(Beginning of Exercise data)
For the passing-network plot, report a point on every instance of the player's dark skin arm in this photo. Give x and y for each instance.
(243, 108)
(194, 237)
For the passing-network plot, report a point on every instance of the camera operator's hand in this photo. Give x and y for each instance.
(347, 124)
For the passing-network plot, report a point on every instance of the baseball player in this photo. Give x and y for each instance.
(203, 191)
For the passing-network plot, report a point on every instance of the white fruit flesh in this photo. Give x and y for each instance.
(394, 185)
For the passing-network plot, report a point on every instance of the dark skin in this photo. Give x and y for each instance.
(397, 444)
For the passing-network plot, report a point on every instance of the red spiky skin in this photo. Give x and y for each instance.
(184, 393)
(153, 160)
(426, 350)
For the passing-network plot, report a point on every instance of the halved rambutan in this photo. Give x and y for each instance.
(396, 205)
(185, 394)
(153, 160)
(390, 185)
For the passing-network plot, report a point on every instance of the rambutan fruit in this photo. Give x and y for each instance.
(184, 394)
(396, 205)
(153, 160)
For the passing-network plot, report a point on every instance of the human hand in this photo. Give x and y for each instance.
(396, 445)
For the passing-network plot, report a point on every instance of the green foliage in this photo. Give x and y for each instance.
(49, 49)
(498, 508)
(End of Exercise data)
Work order:
Transcribe the material exactly, so that no line is lost or altered.

Solution for this exercise:
For the passing-network plot, report a point on every instance of the player's dark skin arm in this photo. Give x and y for each instance.
(243, 108)
(194, 237)
For the passing-network plot, report a point on every instance of the camera operator's hand in this photo. Give x and y for each instance.
(347, 124)
For the passing-network plot, report a point on every instance of the baseball player in this photo. Give x and y for each instance.
(203, 191)
For the passing-network plot, report a point on every instance of the white fruit flesh in this photo. Give x and y for each instance.
(394, 185)
For the passing-network plot, report a point on every instance of the dark skin in this photo. Give x and y for each instance.
(397, 444)
For the passing-network plot, report a point on every instance of the red spiky skin in this photo. Give x and y for each instance.
(184, 393)
(153, 160)
(426, 350)
For the passing-network plot, report a point on every instance of the halved rambutan in this photo. Give x and y for each instance.
(396, 205)
(185, 394)
(153, 160)
(390, 185)
For the passing-network plot, report a point on every instance of the rambutan fruit in this photo. Give x and y for each instance.
(184, 394)
(396, 205)
(153, 160)
For the passing-network plot, report a point on every instance of the human hand in this photo. Give x and y for each instance.
(396, 445)
For the passing-network plot, report a point on every instance of the green foliage in this photo. Give x and y for each instance.
(49, 49)
(498, 508)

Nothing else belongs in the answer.